[PASSAGE SHOWN — start]
Bill Lyon has done it again, striking a chord with readers.
Soon after the legendary retired Inquirer sports columnist disclosed he is battling Alzheimer's disease in a piece posted on Philly.com Saturday, and slated for publication in the Sunday Inquirer, a torrent of support from readers followed.
Lyon's column, "My Alzheimer's fight: Never, ever quit," has been shared on Twitter and Facebook, and emailed from friend to family.
Online, commenters wrote in to celebrate the sportswriter, to cheer on his fight, and to thank him for sharing his experience.
"I come to this website each and every day to read about the heroes, the great competitors," one reader wrote. "I've just realized who stands at the very front of that line."
The piece is the first in a series of five that will run Sundays in the Currents section of the Inquirer through July 3. Lyon will continue writing occasional pieces after that.
"My hope is that the columns will be cathartic," he wrote, "and perhaps be of some help to anyone else who's going down this same long and winding road."
Several commenters wrote in simply to thank Lyon:
"A class act," said one.
"One of the greatest sports writers of all time," said another.
Bill "Lion" Lyon, one called him.
"Nobody ever did it better," another said.
"There's only one Bill Lyon," a commenter agreed.
[PASSAGE SHOWN — finish]
[GIVEN RECORDS — start]
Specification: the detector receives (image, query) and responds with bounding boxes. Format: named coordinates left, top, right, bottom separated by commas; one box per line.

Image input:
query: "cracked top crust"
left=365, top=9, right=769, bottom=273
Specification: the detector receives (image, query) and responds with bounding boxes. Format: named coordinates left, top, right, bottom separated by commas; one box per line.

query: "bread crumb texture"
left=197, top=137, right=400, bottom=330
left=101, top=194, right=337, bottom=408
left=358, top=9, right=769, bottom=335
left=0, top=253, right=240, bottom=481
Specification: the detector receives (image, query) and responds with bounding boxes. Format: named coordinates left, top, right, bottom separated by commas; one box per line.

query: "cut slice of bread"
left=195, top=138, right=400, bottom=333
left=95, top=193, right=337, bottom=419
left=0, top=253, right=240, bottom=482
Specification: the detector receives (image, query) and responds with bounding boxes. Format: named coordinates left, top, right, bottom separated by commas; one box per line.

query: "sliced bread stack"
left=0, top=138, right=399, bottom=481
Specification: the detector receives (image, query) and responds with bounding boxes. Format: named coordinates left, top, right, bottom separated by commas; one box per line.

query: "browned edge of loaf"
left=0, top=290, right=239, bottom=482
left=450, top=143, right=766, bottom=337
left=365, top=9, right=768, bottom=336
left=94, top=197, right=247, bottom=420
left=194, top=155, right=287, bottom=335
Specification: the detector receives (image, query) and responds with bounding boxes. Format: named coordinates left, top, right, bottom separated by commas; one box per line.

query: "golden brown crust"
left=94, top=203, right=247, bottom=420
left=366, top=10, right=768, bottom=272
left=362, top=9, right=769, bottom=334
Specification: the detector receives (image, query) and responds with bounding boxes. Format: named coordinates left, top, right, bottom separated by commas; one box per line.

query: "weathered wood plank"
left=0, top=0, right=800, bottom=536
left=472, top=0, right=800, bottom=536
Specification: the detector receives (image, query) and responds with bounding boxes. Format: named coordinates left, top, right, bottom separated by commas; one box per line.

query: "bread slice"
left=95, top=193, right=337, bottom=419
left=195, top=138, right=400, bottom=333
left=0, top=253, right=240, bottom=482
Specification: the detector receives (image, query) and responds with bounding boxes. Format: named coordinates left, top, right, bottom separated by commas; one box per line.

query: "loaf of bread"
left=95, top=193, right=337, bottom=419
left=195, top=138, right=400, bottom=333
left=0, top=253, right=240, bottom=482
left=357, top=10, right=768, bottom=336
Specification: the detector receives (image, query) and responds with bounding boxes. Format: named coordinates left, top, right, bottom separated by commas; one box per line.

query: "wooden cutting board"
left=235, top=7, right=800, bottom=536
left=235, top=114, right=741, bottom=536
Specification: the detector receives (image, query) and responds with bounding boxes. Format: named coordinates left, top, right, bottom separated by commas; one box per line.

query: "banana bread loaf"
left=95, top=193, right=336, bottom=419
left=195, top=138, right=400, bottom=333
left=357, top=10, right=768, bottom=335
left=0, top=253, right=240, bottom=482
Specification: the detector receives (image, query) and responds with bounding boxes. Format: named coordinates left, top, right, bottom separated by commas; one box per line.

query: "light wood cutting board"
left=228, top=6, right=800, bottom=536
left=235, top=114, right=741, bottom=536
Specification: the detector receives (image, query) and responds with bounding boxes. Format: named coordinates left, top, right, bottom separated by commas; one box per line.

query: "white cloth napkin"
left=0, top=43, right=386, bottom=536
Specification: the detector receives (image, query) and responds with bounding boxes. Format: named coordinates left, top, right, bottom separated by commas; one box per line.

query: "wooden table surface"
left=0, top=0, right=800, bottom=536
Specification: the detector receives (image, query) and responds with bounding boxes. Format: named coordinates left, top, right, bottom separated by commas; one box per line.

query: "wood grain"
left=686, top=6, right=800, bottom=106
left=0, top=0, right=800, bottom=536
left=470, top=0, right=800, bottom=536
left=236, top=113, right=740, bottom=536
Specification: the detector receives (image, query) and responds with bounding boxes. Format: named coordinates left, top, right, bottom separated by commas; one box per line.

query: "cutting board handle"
[GIVEN RECORDS — finish]
▶ REQUIRED TASKS:
[A] Decide whether each statement agrees with the article about Bill Lyon, answering yes or no and quoting the words of the article that decide it: (i) Lyon's piece was posted on Philly.com on a Saturday; (ii) the series will run in the sports section of the Inquirer; (iii) Lyon will stop writing once the series ends.
[B] According to the article about Bill Lyon, what is the title of his column?
[C] Write the next part of the article about Bill Lyon, picking up after its final sentence.
The material after the article about Bill Lyon is separate from it.

▶ ANSWERS TO THE EXERCISES:
[A]
(i) Yes: "in a piece posted on Philly.com Saturday"
(ii) No: "will run Sundays in the Currents section of the Inquirer through July 3"
(iii) No: "Lyon will continue writing occasional pieces after that."

[B] "My Alzheimer's fight: Never, ever quit."

[C]
Some readers shared their own stories.
"I've had two grandparents with very late-stage" Alzheimer's, one wrote, "and I would like to commend you for sharing your story and somehow finding humor in such a dark tragedy."
"I look forward to your series and I hope you can write for another 20 years."
Another reader wrote about watching a grandmother fight the disease: "She used humor and hillbilly music and some pretty colorful language to somehow keep Al [what Lyon calls Alzheimer's] on the ropes." The reader went on to tell Lyon: "There are thousands of us on your side."
That was clear Saturday as readers wrote in to support Lyon.
"Looking forward to your future articles," one wrote.
"Never give up. Keep writing. Keep fighting. Keep living," wrote another.
"I suspect the forthcoming columns will be your greatest ever," one reader responded. "You are a hero and a winner. … Do it Bill, do it!"